— Tasks to perform —
1. In the passage on NICE managed access, why does a guidance update after a period of managed access include the scoping step?
2. Copy the passage on NICE managed access word for word, from "A guidance update after a period of managed access will" up to and including "the period of managed access.".

— Text passage —
┄┄┄┄┄┄┄┄┄┄

Managed access data collections may be subject to an interim evidence review, when needed (for example, for agreements longer than 2 years, or complex arrangements). An interim evidence review provides a midpoint opportunity to assess the performance of the data collection and the effect of any changes in clinical pathways. It may involve, but is not limited to, a review of data quality and completeness, and reporting on outcomes and interim or planned analyses. The interim evidence review can address whether the data collection, and therefore the managed access period, should continue for the full duration, or identify corrective actions that need to be addressed, or both.


When an interim evidence review is indicated, the scope and timing of the review will be agreed by the data collection working group and detailed in the data collection agreement.


The interim evidence review will be coordinated by NICE and may involve an external assessment group. NICE will produce recommendations for the consideration of the joint NICE and NHS England and NHS Improvement managed access governance group. This will include whether:

  • to continue data collection as planned or with corrective actions needed, or

  • to update the guidance early (for example, when new evidence is available sooner than anticipated), or

  • to withdraw the guidance (only under exceptional circumstances, see sections 8.4.18 to 8.4.21).


NICE will publish the outcome of the interim evidence review on the NICE website, along with any reports from the external assessment group.

8.6 Updating guidance after a period of managed access


NICE will update its guidance for a technology recommended for use with managed access at the end of the data collection period as specified in the data collection agreement. The aim of the guidance update is to decide whether the technology can be recommended (as an option). The technology cannot be recommended with managed access as part of the guidance update.


NICE may consider a guidance update earlier than the published review date in the data collection agreement, if the joint NICE and NHS England and NHS Improvement managed access governance group agrees. For example, if there is significant new evidence that supports the original case for clinical and cost effectiveness.


NICE will schedule guidance updates into the work programme to coincide with the end of the data collection period determined by the data collection agreement.


NICE will apply the process and methods in place at the time of the invitation to participate to a guidance update after a period of managed access, unless explicitly stated in the data collection arrangement.


A guidance update after a period of managed access will be done through NICE's processes for developing guidance (that is, a single technology appraisal, a multiple technology appraisal or a cost-comparison evaluation) unless otherwise specified by NICE in the data collection agreement. The preferred evaluation type will be confirmed by NICE before the end of the data collection period specified in the data collection agreement.


The guidance update will include the scoping step, making sure that the evolution of the treatment pathway has been considered appropriately during the period of managed access.


Companies must provide an evidence submission to support a guidance update after a period of managed access. If the company does not make an evidence submission, NICE will withdraw the guidance.

8.7 Surveillance of guidance after loss of market exclusivity (technology appraisals only)


NICE will do surveillance of guidance because of loss of marketing exclusivity when:

  • the original guidance (including for technologies that are used in combination with other technologies) resulted in the technology being recommended (as an option) in specific circumstances (optimised use), recommended only in research context or not recommended

  • the biosimilars or generics of the technology are licensed for the same indication

  • the original economic model can be used for the purpose of the update and consent has been received from the originator company for the model to be used for this purpose.


NICE will work with the NHS Commercial Medicines Unit and decide whether to start a rapid update of the guidance.

┄┄┄┄┄┄┄┄┄┄

— Data to examine —

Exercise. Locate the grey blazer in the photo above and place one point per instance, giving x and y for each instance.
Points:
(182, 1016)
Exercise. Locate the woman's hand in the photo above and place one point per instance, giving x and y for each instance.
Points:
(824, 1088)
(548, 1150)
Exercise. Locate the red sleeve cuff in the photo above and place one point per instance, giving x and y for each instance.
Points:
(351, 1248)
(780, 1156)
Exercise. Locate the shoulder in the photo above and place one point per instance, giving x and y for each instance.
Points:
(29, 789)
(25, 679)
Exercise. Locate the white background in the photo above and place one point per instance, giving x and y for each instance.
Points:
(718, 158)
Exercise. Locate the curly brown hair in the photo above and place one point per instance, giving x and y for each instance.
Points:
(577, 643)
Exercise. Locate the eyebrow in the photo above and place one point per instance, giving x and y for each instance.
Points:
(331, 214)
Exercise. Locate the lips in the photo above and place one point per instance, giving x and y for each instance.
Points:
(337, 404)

┄┄┄┄┄┄┄┄┄┄

— Expected results —
1. The scoping step is included to make sure that the evolution of the treatment pathway has been considered appropriately during the period of managed access.

2.
A guidance update after a period of managed access will be done through NICE's processes for developing guidance (that is, a single technology appraisal, a multiple technology appraisal or a cost-comparison evaluation) unless otherwise specified by NICE in the data collection agreement. The preferred evaluation type will be confirmed by NICE before the end of the data collection period specified in the data collection agreement.


The guidance update will include the scoping step, making sure that the evolution of the treatment pathway has been considered appropriately during the period of managed access.